Passage provided:
┄┄┄┄┄┄

I'd be half assed if I didn't point out that ThrustVPS is/was owned by none other than the infamous Rus Foster.

Whois info spills out curious "links" to Foster still, until this day:



> Registrant:
> ThrustVPS
> Spectrum House
> Clivemont Road
> ...


Right, no info, kind of semi-anonymous.   Now after searching for a phone number match, up comes damnvps.com, with this identical and less anonymous info:



> Registrant:
> VirtualServers
> Spectrum House
> Clivemont Road
> ...


If Foster was gone from Thrust, 2 years back like some claim (when he went to vps.net) you would think his details would be removed from the DNS.

-------------------

I have my reservations about WeLoveServers.net and who and what is behind them.  The domain info points to ChicagoVPS and the name servers are sitting there on same subnet, 1 IP apart.  

The datacenter locations are all the bottom of the barrel cheap locations.  CC + HostDime being two of the shadiest networks in the United States for many years.


----------



## Oxide (Sep 1, 2013)

To be fair, it's not a registered trademark. Example, I know of multiple hosting providers with the word "liquid" in them while LiquidWeb owns the trademark. I could go on and on with further examples. Yet our name is not even a registered trademark. Honestly, I can say that we mean no harm to anyone intentionally, we have a huge passion for servers just like everyone else here and figured it'd be a cool company name.

We have alot of our US dedicated servers on RTO via ChicagoVPS that is correct, but we do not resell their VPS as we manage our own nodes. We have been indirectly using ColoCrossing for a while now as ChicagoVPS has racks with them, I have no major complaints or problems about their datacenters or network other than the lack of native IPv6 support which I've been told will be changing soon. I fully understand a lot of community hatred on this forum encompasses CC+CVPS, but I choose to not partake in them as what others say do not match our experience with them. My concern is the satisfaction of my customers, the ColoCrossing network and RTO deals with CVPS allows me to provide that and offer competitive pricing. The service works well with no complaints and we received a fair RTO deal on dedis. Our customers are happy and we are happy.

┄┄┄┄┄┄

Information provided:

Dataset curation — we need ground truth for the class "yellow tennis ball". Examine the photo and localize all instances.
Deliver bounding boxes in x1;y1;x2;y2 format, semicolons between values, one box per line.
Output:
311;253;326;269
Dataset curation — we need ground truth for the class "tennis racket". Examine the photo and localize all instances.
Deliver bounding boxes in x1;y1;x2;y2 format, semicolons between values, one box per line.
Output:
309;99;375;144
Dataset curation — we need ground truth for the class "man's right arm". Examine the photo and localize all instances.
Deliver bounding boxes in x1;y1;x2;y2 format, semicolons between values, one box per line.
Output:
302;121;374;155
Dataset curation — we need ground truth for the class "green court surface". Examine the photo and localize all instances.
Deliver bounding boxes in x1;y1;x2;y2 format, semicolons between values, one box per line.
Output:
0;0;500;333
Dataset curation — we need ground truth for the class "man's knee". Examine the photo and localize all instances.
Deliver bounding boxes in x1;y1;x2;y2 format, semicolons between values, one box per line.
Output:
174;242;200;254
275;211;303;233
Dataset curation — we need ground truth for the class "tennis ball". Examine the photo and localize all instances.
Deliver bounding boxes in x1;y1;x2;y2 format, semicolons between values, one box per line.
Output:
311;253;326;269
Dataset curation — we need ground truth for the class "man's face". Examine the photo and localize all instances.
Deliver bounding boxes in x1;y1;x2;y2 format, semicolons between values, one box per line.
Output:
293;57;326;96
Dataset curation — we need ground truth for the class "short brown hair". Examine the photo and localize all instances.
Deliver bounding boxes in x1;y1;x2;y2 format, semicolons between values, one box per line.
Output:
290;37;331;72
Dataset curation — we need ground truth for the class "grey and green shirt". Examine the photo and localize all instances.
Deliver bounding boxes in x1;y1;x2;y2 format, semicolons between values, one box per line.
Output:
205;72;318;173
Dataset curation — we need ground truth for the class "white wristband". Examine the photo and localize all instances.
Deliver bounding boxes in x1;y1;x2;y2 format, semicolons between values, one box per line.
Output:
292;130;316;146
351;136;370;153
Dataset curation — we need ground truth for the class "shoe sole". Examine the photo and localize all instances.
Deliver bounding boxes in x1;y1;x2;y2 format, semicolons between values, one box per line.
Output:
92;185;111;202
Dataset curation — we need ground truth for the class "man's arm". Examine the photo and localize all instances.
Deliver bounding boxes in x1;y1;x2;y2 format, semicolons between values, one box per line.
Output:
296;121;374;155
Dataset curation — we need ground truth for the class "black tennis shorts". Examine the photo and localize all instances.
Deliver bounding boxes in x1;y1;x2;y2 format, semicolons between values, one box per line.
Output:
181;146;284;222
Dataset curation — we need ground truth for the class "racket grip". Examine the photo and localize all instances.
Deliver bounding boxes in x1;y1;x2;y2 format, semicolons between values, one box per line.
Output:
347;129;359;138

┄┄┄┄┄┄

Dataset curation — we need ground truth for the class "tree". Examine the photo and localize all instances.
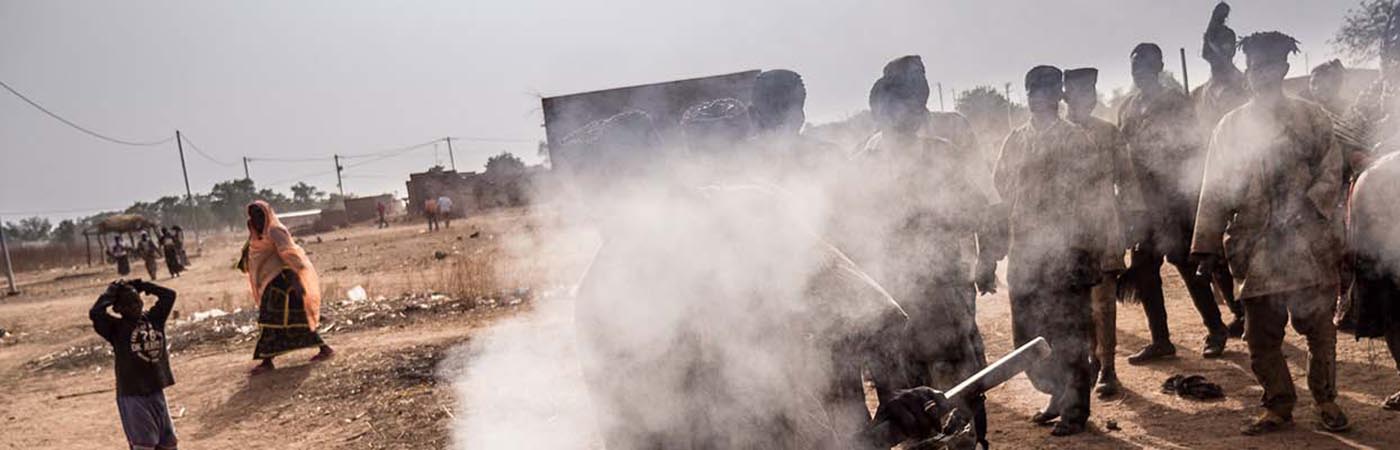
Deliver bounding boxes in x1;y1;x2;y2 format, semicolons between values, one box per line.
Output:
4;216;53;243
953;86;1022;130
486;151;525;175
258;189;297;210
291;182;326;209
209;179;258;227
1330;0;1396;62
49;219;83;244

┄┄┄┄┄┄

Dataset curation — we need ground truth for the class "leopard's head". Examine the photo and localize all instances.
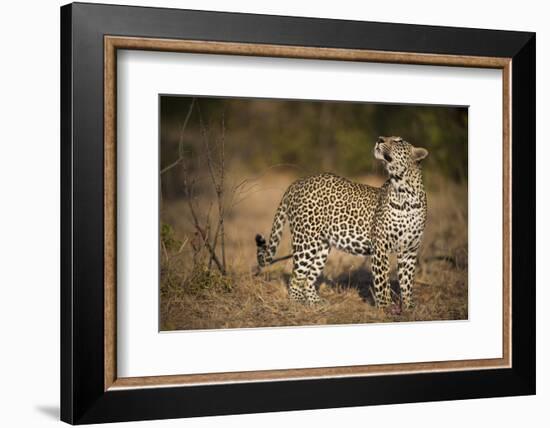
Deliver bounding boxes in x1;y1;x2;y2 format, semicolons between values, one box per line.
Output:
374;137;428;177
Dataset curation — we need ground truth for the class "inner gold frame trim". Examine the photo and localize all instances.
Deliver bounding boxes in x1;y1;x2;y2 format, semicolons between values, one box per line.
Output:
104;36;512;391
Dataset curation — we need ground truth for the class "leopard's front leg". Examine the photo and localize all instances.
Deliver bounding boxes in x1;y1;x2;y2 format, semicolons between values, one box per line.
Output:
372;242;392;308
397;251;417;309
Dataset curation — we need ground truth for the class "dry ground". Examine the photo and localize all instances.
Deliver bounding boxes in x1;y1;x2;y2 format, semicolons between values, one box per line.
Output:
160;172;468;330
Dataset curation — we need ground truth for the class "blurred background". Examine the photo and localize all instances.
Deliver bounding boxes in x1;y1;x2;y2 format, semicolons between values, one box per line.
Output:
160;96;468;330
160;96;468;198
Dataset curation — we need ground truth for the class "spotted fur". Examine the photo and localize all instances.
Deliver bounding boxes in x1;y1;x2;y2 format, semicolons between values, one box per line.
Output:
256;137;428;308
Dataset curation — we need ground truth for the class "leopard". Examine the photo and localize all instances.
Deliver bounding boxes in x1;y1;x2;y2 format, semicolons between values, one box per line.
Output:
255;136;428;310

┄┄┄┄┄┄

Challenges:
1. In the forum thread about VPS hosting providers, reproduce word for word the part that opens with the words containing "To be fair, it's" and closes with "cool company name.".
2. Pick up the forum thread about VPS hosting providers where it stops and write what follows.

Expected responses:
1.
To be fair, it's not a registered trademark. Example, I know of multiple hosting providers with the word "liquid" in them while LiquidWeb owns the trademark. I could go on and on with further examples. Yet our name is not even a registered trademark. Honestly, I can say that we mean no harm to anyone intentionally, we have a huge passion for servers just like everyone else here and figured it'd be a cool company name.

2.
I'm not sure why you would say HostDime operates a shady network, they run a tight ship and have a well organized facility .. They also have native IPv6 support (woohoo) and WeLoveServers customers hosted in Orlando can request it immediately.


----------



## wlanboy (Sep 1, 2013)

Oxide said:


> We have alot of our US dedicated servers on RTO via ChicagoVPS that is correct, but we do not resell their VPS as we manage our own nodes. We have been indirectly using ColoCrossing for a while now as ChicagoVPS has racks with them, I have no major complaints or problems about their datacenters or network other than the lack of native IPv6 support which I've been told will be changing soon.
> 
> I fully understand a lot of community hatred on this forum encompasses CC+CVPS, but I choose to not partake in them as what others say do not match our experience with them. My concern is the satisfaction of my customers, the ColoCrossing network and RTO deals with CVPS allows me to provide that and offer competitive pricing. The service works well with no complaints and we received a fair RTO deal on dedis. Our customers are happy and we are happy.


There is no hate, stop saying that if you get some head wind, Look at the reviews of CC based hosts - e.g. my reviews of BuyVM or BlueVM.

A lot of people here do have the feeling that a "new to the forum" host, which tries to hide something, might be suspicious. And if you add CC/CVPS to that mix you might find some people that like to expose things in a ... harsh way.

Just a grown caution for hosters that offer certain locations. Shiny hosters ended up as resellers or shell companies.

If you own your own hardware and routers - so you just depend on your dc giving you power and upstreams - it is a good start.


----------



## drmike (Sep 1, 2013)

Thanks @Oxide.

The problem with the _weloveservers_ brand is that issue with your last brand.  Neither company name and the offended parties had any "official" government trademark registration.  Most folks aren't spending money with legal to that degree.

Yes, cool name, all claims aside.

Little issue under law, at least within the United States is that trademarks do not require registration and government issuance of control/rights over such.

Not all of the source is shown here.